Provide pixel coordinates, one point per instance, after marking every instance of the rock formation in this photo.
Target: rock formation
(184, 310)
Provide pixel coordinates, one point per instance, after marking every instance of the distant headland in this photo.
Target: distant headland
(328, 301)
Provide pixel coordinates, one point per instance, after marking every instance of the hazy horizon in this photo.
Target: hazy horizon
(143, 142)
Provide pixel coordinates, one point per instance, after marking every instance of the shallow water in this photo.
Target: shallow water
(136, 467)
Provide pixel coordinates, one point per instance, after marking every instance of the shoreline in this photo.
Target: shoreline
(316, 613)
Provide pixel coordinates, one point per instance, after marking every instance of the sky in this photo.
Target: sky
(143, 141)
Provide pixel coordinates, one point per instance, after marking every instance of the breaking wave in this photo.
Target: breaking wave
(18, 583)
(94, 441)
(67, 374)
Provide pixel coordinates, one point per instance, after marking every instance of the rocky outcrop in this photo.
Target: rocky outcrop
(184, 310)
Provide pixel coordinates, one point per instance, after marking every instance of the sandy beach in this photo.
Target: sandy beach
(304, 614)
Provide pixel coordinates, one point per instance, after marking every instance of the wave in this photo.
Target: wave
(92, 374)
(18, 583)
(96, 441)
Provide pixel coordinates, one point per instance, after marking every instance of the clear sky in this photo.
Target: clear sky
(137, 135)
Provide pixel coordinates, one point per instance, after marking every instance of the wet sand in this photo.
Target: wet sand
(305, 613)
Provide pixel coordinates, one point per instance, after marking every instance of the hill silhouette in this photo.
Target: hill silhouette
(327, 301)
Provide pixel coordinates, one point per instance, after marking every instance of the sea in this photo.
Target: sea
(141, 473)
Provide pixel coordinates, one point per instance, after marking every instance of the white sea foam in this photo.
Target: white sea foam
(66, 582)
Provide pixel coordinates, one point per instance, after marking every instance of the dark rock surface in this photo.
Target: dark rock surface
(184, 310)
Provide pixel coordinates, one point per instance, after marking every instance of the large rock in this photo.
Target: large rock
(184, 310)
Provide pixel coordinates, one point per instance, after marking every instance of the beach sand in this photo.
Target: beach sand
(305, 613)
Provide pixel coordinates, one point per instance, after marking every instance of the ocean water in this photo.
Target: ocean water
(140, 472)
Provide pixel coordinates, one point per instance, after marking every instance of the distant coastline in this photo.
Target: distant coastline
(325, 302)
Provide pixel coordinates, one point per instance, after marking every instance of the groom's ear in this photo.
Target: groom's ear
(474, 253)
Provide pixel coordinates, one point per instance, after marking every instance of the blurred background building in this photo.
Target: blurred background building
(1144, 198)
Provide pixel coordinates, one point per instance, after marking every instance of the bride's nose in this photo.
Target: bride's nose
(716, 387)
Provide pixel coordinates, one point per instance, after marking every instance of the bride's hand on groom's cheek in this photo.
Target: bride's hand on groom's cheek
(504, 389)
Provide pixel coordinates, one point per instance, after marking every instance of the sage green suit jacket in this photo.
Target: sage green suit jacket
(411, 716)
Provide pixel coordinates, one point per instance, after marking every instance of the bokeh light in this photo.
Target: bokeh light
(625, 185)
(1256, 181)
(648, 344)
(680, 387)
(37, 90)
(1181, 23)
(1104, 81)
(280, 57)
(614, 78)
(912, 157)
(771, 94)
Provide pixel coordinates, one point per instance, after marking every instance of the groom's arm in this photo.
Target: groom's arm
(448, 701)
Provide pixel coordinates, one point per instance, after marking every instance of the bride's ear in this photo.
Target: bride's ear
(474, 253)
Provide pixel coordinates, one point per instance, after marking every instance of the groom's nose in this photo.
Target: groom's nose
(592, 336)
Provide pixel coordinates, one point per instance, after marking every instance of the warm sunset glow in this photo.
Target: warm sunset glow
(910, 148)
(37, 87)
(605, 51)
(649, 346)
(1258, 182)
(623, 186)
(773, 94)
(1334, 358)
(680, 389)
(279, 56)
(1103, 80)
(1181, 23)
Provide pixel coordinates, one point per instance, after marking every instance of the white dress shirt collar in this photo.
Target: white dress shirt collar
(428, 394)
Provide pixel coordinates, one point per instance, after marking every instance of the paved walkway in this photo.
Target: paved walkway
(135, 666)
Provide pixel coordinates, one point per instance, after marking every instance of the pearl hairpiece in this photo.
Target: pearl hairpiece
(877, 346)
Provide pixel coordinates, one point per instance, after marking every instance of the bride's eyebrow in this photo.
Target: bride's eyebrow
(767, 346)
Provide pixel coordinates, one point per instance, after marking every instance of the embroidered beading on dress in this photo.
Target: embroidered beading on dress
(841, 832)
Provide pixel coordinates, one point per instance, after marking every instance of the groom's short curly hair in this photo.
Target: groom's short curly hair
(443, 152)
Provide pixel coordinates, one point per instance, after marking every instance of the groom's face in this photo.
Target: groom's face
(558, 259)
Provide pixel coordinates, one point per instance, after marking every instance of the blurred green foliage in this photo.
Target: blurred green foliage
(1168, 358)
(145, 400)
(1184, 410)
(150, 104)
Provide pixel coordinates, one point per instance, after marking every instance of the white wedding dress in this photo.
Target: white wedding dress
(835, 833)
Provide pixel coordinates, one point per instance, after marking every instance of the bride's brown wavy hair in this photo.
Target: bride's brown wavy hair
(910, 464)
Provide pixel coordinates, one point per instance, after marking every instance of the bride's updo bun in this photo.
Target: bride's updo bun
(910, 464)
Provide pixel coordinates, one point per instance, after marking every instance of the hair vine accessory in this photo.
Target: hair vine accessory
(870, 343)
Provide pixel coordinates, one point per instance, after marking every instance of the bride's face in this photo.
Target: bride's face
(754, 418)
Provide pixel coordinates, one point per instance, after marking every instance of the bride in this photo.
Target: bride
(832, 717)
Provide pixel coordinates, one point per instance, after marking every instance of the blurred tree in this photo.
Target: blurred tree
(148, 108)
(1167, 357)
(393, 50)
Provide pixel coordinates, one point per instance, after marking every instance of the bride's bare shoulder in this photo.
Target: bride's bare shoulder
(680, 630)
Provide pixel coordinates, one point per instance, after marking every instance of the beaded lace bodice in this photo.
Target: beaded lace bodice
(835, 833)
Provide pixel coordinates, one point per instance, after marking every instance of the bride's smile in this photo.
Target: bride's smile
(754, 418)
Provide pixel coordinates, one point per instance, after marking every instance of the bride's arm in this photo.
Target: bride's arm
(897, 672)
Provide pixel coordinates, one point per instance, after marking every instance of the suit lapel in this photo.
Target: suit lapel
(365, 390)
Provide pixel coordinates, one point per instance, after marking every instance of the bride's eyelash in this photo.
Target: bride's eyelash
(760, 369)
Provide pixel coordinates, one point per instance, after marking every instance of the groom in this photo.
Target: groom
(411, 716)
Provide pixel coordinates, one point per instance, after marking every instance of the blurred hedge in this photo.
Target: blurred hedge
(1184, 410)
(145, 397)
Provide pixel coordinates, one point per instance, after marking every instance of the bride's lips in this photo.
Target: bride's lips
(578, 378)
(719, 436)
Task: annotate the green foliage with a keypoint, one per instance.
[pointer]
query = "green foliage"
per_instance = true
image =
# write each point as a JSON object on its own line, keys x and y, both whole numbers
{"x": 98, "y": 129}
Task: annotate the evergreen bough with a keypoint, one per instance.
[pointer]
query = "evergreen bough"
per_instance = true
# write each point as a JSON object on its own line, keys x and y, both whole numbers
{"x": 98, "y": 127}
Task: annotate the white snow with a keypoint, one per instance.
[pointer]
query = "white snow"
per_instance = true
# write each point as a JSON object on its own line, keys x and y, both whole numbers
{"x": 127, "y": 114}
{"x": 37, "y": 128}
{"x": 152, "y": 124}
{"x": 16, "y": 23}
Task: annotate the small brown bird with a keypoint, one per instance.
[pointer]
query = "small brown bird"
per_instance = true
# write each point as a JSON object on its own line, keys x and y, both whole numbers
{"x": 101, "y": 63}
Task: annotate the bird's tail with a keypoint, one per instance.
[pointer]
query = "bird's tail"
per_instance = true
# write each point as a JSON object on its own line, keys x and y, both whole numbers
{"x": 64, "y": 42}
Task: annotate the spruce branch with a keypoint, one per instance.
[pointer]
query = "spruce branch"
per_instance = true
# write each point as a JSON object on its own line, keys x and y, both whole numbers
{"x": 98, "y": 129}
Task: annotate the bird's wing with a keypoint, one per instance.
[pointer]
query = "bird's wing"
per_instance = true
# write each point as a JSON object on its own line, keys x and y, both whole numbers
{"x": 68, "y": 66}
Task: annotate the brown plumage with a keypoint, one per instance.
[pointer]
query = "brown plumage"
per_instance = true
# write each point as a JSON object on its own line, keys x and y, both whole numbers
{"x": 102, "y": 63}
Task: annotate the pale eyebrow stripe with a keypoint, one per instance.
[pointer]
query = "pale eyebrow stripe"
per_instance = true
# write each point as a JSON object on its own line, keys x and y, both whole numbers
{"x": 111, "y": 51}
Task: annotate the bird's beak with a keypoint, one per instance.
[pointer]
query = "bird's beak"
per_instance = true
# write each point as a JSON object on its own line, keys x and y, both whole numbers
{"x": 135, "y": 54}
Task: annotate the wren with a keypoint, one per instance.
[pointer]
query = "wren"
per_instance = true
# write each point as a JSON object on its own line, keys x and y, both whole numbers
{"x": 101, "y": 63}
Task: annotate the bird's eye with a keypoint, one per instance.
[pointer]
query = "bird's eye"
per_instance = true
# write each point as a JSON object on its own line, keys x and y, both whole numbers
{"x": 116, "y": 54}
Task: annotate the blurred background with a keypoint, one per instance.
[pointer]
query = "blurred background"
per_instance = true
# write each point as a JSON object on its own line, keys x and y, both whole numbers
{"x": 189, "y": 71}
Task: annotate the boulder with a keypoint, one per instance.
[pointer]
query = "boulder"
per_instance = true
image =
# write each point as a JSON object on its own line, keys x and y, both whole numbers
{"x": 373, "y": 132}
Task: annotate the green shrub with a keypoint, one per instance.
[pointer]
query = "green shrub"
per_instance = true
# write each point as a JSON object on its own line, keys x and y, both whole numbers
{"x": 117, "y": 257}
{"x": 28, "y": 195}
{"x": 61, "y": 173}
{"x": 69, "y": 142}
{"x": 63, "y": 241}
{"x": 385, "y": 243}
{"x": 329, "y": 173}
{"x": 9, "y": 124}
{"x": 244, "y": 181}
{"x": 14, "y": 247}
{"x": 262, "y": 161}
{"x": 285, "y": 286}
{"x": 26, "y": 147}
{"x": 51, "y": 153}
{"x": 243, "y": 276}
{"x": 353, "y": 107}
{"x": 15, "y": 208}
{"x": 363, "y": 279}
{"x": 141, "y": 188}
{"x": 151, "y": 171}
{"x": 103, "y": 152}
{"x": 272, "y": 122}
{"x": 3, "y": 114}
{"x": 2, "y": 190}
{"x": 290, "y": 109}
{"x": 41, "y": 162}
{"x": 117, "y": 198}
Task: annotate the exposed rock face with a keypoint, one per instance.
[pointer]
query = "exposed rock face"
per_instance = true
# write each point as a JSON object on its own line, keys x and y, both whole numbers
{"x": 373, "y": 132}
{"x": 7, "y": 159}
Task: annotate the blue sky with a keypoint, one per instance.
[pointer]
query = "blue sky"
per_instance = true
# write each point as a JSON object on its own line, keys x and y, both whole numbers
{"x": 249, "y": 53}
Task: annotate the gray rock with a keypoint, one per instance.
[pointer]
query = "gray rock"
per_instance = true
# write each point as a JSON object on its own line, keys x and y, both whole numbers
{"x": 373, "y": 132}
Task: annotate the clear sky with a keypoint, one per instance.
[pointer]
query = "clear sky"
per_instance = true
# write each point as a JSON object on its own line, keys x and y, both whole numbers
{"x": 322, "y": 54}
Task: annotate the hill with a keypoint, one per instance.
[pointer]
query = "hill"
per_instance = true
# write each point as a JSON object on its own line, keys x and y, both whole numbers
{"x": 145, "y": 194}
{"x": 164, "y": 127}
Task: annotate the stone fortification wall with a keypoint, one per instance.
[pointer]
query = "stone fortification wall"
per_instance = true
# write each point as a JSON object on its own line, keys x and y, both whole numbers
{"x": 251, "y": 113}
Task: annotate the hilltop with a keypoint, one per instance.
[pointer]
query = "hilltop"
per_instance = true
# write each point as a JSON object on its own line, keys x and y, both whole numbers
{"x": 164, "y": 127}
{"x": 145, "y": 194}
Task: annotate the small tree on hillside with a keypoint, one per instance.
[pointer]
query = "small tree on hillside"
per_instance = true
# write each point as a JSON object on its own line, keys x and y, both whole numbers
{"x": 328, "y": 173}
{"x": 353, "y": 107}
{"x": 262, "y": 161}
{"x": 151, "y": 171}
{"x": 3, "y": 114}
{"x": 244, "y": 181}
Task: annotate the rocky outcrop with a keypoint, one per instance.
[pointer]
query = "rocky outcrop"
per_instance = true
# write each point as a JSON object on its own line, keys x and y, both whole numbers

§ ABOUT THIS TASK: The word "stripe" appears in some lines of the listing. Give the number of those lines, and only that.

§ RESPONSE BELOW: 2